(Referring expression pointing data)
((

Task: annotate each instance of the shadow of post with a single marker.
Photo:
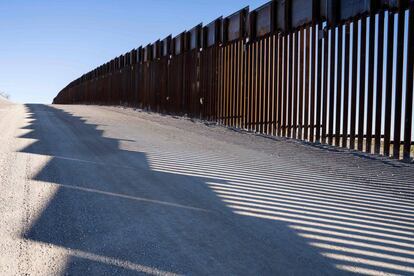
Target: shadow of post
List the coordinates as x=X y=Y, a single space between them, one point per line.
x=121 y=212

))

Go through the records line by line and give the number of lines with the string "post" in them, stating nothing else.

### REPLY
2